■ **PARTS OF THE EXERCISE**:
a - In the CADD webapp method description, what purpose does the parameter reduction step serve? Answer in one to three sentences.
b - Reproduce word for word the part of the CADD webapp method description that opens with the words containing "CADD Webapp by" and closes with "submitted ChEMBL IDs.".

■ **DOCUMENT EXCERPT**:
■ ■ ■ ■ ■ ■ ■
CADD Webapp by Curtis W.

Method

Computing Process

When a user uploads a file, an initial validation is performed by JavaScript to confirm the eligibility of the file type and facilitate the content reading process. The resulting data is then transmitted to a Python function, where a connection is established with the ChEMBL Database API. This allows for the extraction of canonical smiles corresponding to the submitted ChEMBL IDs.

Subsequently, a Java shell subprocess is executed to compute the PaDEL descriptors for the valid molecules. The data is then subjected to parameter reduction, which utilizes features identified during the data pre-processing phase. This optimizes the data for the final step, which is the application of a pre-saved machine learning model to predict the outcome from the PaDEL descriptors.

The processed results are promptly displayed to the user. For an in-depth understanding of the methods used for URL redirection, data value validation, and session value transmission, please refer to the github repository.
■ ■ ■ ■ ■ ■ ■
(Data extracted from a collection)

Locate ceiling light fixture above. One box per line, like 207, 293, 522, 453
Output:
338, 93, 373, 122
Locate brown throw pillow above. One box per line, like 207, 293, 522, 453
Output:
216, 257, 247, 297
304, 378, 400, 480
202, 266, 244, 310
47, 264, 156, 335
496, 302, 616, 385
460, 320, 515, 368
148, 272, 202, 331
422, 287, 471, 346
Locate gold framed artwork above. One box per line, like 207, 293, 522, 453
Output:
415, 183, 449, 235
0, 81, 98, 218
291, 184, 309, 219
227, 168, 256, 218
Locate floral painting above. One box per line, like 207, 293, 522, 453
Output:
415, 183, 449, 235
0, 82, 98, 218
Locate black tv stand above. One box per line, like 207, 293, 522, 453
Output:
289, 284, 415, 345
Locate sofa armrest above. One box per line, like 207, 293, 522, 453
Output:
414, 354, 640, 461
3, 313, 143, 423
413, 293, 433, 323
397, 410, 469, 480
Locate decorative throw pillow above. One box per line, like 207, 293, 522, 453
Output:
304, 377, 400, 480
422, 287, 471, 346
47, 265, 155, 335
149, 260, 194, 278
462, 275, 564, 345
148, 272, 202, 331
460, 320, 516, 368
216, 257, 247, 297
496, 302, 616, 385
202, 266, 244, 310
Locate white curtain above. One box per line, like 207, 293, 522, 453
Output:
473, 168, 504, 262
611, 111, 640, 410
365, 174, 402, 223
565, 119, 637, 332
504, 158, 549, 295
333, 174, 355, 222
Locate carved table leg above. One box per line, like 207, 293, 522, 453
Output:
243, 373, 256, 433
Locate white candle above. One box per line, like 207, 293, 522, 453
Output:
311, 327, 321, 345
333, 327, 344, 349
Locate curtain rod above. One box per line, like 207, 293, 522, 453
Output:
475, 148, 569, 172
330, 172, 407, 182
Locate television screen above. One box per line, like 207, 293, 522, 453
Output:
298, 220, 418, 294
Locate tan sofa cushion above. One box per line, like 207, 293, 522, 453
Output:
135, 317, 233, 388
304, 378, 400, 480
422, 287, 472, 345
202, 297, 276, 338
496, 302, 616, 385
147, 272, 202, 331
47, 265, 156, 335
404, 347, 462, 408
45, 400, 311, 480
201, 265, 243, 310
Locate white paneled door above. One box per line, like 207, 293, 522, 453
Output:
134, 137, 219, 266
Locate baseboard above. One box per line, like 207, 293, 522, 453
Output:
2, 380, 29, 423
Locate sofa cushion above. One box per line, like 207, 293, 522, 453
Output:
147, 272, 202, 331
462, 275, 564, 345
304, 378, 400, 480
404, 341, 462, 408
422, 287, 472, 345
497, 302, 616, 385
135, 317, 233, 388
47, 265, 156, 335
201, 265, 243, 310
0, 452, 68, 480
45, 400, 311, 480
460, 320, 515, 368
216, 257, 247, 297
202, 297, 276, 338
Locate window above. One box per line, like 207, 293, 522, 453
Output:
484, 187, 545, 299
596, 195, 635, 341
■ ■ ■ ■ ■ ■ ■
■ **RESULTS FOR EACH TASK**:
a - Parameter reduction uses features identified during the data pre-processing phase. It optimizes the data for the final step, in which a pre-saved machine learning model predicts the outcome from the PaDEL descriptors.

b -
CADD Webapp by Curtis W.

Method

Computing Process

When a user uploads a file, an initial validation is performed by JavaScript to confirm the eligibility of the file type and facilitate the content reading process. The resulting data is then transmitted to a Python function, where a connection is established with the ChEMBL Database API. This allows for the extraction of canonical smiles corresponding to the submitted ChEMBL IDs.